_PROBLEM DESCRIPTION:_ Transcribe the records that follow. Keep every word exactly, and drop the pictures.

___ RECORDS FOR THIS EXERCISE ___

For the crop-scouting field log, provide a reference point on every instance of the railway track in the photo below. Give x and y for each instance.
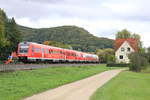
(13, 67)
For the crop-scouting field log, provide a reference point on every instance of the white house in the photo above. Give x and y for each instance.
(123, 47)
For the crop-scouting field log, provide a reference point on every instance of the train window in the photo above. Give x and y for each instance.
(33, 49)
(23, 50)
(46, 51)
(37, 50)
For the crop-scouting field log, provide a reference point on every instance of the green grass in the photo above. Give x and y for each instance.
(147, 70)
(126, 86)
(20, 84)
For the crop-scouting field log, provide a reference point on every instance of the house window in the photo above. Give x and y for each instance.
(121, 56)
(122, 49)
(128, 49)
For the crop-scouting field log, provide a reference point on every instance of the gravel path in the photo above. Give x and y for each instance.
(11, 67)
(79, 90)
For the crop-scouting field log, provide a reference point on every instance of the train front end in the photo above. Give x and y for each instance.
(23, 51)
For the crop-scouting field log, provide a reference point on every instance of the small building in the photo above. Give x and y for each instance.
(123, 47)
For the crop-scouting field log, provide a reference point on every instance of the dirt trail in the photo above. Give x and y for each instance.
(79, 90)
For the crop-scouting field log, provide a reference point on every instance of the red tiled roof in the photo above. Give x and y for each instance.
(133, 43)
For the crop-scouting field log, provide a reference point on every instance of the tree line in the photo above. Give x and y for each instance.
(9, 35)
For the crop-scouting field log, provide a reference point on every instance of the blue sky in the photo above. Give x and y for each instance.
(101, 18)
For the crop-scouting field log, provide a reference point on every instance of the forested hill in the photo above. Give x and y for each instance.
(77, 37)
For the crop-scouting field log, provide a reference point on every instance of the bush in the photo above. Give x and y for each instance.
(137, 62)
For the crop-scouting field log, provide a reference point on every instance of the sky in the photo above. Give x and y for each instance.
(102, 18)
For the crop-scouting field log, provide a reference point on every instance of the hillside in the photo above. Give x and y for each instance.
(78, 38)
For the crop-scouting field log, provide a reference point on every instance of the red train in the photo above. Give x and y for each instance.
(34, 52)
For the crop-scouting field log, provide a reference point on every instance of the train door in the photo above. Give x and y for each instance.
(42, 53)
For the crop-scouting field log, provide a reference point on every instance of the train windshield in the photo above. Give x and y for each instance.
(23, 48)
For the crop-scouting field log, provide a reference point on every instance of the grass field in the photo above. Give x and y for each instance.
(126, 86)
(20, 84)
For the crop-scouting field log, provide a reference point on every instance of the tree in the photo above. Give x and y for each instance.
(126, 34)
(106, 55)
(3, 40)
(123, 34)
(9, 36)
(138, 37)
(137, 62)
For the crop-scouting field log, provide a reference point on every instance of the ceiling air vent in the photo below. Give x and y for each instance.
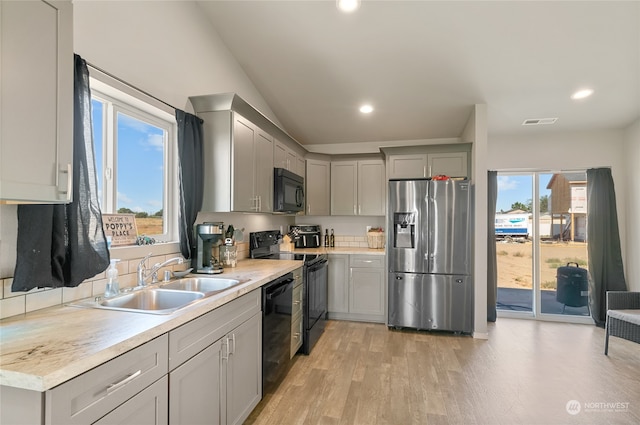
(539, 121)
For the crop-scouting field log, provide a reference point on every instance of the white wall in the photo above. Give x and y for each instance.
(632, 159)
(571, 151)
(475, 131)
(166, 48)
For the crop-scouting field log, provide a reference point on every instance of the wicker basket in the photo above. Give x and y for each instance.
(375, 240)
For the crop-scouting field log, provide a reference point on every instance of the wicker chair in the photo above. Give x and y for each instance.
(623, 316)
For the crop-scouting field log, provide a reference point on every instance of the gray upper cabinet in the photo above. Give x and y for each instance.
(358, 187)
(36, 86)
(420, 165)
(241, 148)
(344, 188)
(318, 187)
(238, 168)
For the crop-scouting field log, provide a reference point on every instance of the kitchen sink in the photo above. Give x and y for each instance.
(155, 300)
(201, 284)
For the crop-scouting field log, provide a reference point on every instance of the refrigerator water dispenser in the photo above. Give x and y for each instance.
(404, 230)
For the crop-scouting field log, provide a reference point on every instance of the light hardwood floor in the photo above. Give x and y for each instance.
(526, 373)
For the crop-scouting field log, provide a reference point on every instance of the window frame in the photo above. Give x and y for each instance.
(120, 98)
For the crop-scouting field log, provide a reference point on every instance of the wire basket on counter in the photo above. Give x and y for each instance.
(375, 239)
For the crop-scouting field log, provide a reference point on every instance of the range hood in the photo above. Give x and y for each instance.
(233, 102)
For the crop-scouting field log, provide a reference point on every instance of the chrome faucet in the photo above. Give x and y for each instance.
(143, 273)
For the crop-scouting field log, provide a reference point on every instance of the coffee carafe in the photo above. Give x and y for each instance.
(209, 237)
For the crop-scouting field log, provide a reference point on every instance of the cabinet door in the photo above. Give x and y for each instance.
(194, 394)
(407, 166)
(264, 171)
(318, 187)
(338, 280)
(366, 291)
(243, 198)
(279, 155)
(36, 82)
(371, 187)
(452, 164)
(300, 166)
(244, 370)
(344, 187)
(283, 157)
(149, 407)
(88, 397)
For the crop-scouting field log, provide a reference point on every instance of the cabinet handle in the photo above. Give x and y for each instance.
(232, 348)
(69, 189)
(125, 381)
(225, 349)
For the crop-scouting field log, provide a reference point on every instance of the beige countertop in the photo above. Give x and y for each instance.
(45, 348)
(340, 250)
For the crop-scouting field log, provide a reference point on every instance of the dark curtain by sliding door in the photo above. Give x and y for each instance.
(492, 265)
(605, 258)
(190, 150)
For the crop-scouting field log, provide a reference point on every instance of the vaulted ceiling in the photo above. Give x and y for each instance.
(423, 64)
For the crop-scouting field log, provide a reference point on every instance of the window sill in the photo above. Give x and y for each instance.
(138, 251)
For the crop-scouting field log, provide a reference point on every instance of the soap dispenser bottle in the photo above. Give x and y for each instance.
(113, 288)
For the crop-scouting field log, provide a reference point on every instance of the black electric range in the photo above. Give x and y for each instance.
(266, 245)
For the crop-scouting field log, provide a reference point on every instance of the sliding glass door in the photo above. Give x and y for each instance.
(541, 246)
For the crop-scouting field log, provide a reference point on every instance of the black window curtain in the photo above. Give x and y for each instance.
(190, 140)
(492, 262)
(62, 245)
(604, 254)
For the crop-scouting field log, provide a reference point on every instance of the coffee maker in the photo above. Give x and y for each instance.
(209, 236)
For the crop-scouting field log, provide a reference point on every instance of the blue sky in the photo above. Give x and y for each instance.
(139, 164)
(518, 188)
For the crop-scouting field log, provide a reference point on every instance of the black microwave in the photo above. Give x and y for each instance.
(288, 191)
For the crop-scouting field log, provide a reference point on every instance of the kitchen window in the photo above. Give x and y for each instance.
(135, 152)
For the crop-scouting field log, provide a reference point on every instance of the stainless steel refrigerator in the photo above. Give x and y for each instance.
(429, 255)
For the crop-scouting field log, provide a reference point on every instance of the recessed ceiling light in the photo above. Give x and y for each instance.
(539, 121)
(348, 6)
(581, 94)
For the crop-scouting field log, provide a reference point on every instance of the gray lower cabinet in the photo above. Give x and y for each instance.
(195, 388)
(357, 288)
(222, 382)
(208, 370)
(112, 388)
(338, 276)
(149, 407)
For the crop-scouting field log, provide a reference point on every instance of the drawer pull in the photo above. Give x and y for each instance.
(125, 381)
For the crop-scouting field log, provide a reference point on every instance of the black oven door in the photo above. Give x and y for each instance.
(277, 299)
(316, 303)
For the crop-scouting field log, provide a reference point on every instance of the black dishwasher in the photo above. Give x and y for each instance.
(277, 297)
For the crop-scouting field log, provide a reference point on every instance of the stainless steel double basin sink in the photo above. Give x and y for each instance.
(164, 298)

___

_OUTPUT OF THE EXERCISE:_
For the crop-scouting field log, provide a reference point on every instance of the railway track in the photo below. Give x and y for each instance.
(13, 67)
For the crop-scouting field log, provide a reference point on every instance of the white house in the photo above. Give x and y for each instance.
(123, 47)
For the crop-scouting field log, provide a reference point on every instance of the train window in the photo above. Give x and y for each instance.
(33, 49)
(23, 50)
(46, 51)
(37, 50)
For the crop-scouting field log, provide a reference point on every instance of the green grass in the photo above. Give x and y for each instance.
(147, 70)
(126, 86)
(20, 84)
For the crop-scouting field log, provide a reference point on every instance of the house window in the photo above. Give x and y for each instance.
(121, 56)
(122, 49)
(128, 49)
For the crop-scouting field log, provide a reference point on every instance of the gravel path in the photo above. Give x and y for each instance.
(11, 67)
(79, 90)
For the crop-scouting field log, provide a reference point on every instance of the train front end in the photo above. Give x and y for each instance.
(23, 51)
For the crop-scouting field log, provide a reference point on every instance of the small building in the photo above. Give x and y for each instance.
(123, 47)
For the crop-scouting field log, provide a reference point on every instance of the dirt trail in the photo above. Give x and y for each instance.
(79, 90)
For the crop-scouting field log, provide a reference point on every instance of the red tiled roof in the photo above. Give x and y for each instance.
(133, 43)
For the crop-scouting field log, provide a reference point on every instance of the tree line in the photo above. Give x and y for each instance.
(9, 35)
For the crop-scouting field log, provide a reference point on every instance of the blue sky in the photo above. Give x and y for each instance.
(101, 18)
For the crop-scouting field log, provide a reference point on every instance of the forested hill in the photo above. Give x and y for each instance.
(77, 37)
For the crop-scouting field log, provide a reference point on every instance of the bush in the photo above. Give x and y for each instance.
(137, 62)
For the crop-scouting field log, provide a reference point on every instance of the sky in the photo above. Give x and y for each instance.
(102, 18)
For the crop-scouting field log, provide a reference point on every instance of the hillside in the photo above. Give x and y for each instance.
(78, 38)
For the crop-scouting field log, provide a reference point on every instance of the red train in the photo above. Give x and y for each instance.
(34, 52)
For the crop-scouting field log, provide a reference point on every instance of the train door in the photo above. Give x and y for each instance.
(42, 53)
For the crop-scouting field log, provide a reference point on every instance of the train windshield in the photo above. Give x and y for each instance.
(23, 48)
For the crop-scouting field log, provide a reference point on every instance of the grass field in the photo above. Give x and y for each instance.
(126, 86)
(20, 84)
For the crop-scouting field log, provide a reference point on every instance of the tree in the photo above. Give x and y for each instance.
(126, 34)
(106, 55)
(3, 40)
(123, 34)
(9, 36)
(138, 37)
(137, 62)
For the crop-scouting field log, provide a reference point on every instance of the ceiling air vent in the photo below. Give x and y for each instance.
(539, 121)
For the crop-scouting field log, provide a reference point on every instance of the white wall in the photo above. Give x and y for each instance.
(632, 159)
(571, 151)
(475, 131)
(166, 48)
For the crop-scouting field log, provide a reference point on every instance of the wicker basket in the photo above. Give x and y for each instance.
(375, 240)
For the crop-scouting field log, provide a reference point on every instance of the wicker chair in the photo above. Give x and y for each instance.
(623, 316)
For the crop-scouting field log, provide a reference point on every instance of the gray upper cabinet in the photo above. Give x and y for each instance.
(358, 187)
(36, 86)
(420, 165)
(241, 148)
(344, 188)
(318, 187)
(238, 168)
For the crop-scouting field log, provide a reference point on every instance of the kitchen sink in the photo above. Give x and y for each instance.
(155, 300)
(201, 284)
For the crop-scouting field log, provide a reference point on every instance of the refrigerator water dispenser in the photo above. Give x and y for each instance.
(404, 230)
For the crop-scouting field log, provide a reference point on every instance of the light hardwood floor in the photo above. Give x and y for each instance.
(526, 373)
For the crop-scouting field log, provide a reference point on every instance of the window frame in the photo above. Give x and y for each instance.
(120, 98)
For the crop-scouting field log, provide a reference point on every instance of the wire basket on counter in the photo above. Give x and y for each instance.
(375, 239)
For the crop-scouting field log, provide a reference point on every instance of the range hood in the photo above. Give x and y for each instance.
(233, 102)
For the crop-scouting field log, provide a reference point on every instance of the chrome faucet in the photo above. Give x and y for each instance.
(143, 273)
For the crop-scouting field log, provide a reference point on every instance of the coffee carafe in the photo above. Give x and y for each instance.
(209, 237)
For the crop-scouting field log, provide a reference point on every instance of the cabinet door in the photo above. Give x and y for each instance.
(194, 394)
(407, 166)
(264, 171)
(318, 187)
(338, 280)
(366, 291)
(243, 198)
(279, 155)
(36, 82)
(371, 187)
(452, 164)
(300, 166)
(244, 370)
(344, 187)
(283, 157)
(149, 407)
(88, 397)
For the crop-scouting field log, provide a reference point on every instance of the cabinet handle in the photo above. Give x and y for each instance.
(232, 348)
(69, 189)
(125, 381)
(225, 349)
For the crop-scouting field log, provide a reference point on every instance of the beige countertop in the photo above. Give x and y for each instance.
(45, 348)
(340, 250)
For the crop-scouting field log, provide a reference point on every instance of the dark curtain by sliding door in the photo above. Give x and y for each instance.
(492, 265)
(605, 258)
(190, 150)
For the crop-scouting field log, provide a reference point on every instance of the vaulted ceiling in the photo above. Give x and y for each instance.
(423, 64)
For the crop-scouting field log, provide a reference point on every instance of the window sill in the photo above. Give x and y for each instance.
(138, 251)
For the crop-scouting field log, provide a reference point on every instance of the soap dispenser bottle in the photo above. Give x and y for each instance.
(113, 288)
For the crop-scouting field log, provide a reference point on every instance of the black electric range in the photo above. Give x and y for each instance.
(266, 245)
For the crop-scouting field log, provide a reference point on every instance of the sliding glass door in the photo above. Give x and y for each instance.
(541, 246)
For the crop-scouting field log, provide a reference point on every instance of the black window curtain in the photo above. Give x and y for each instance.
(190, 140)
(492, 262)
(62, 245)
(604, 254)
For the crop-scouting field log, provide a reference point on every instance of the coffee maker in the photo above. Give x and y for each instance.
(209, 236)
For the crop-scouting field log, provide a reference point on every instance of the blue sky in the photo above. Give x and y for each instance.
(139, 164)
(518, 188)
For the crop-scouting field log, provide a reference point on every instance of the black microwave in the photo above. Give x and y for each instance.
(288, 191)
For the crop-scouting field log, provide a reference point on every instance of the kitchen window in the photo above. Give x and y for each instance.
(135, 152)
For the crop-scouting field log, provide a reference point on every instance of the stainless steel refrigerator in the photo above. Give x and y for each instance.
(429, 255)
For the crop-scouting field log, provide a reference point on every instance of the recessed ceiling light in the photo above. Give x and y for each instance.
(539, 121)
(348, 6)
(581, 94)
For the crop-scouting field log, provide a reference point on every instance of the gray lower cabinet in the photo above. Give x and y for each instance.
(195, 388)
(357, 288)
(222, 382)
(208, 370)
(112, 388)
(338, 276)
(149, 407)
For the crop-scouting field log, provide a reference point on every instance of the drawer pull in the photo above. Give x and y for each instance.
(125, 381)
For the crop-scouting field log, provide a reference point on every instance of the black oven door in the photo above. Give x and y for each instance.
(277, 299)
(316, 303)
For the crop-scouting field log, provide a reference point on every instance of the black dishwasher in the photo above. Give x and y for each instance.
(277, 297)
For the crop-scouting field log, provide a reference point on every instance of the stainless steel double basin sink in the photo above. Give x and y for each instance.
(164, 298)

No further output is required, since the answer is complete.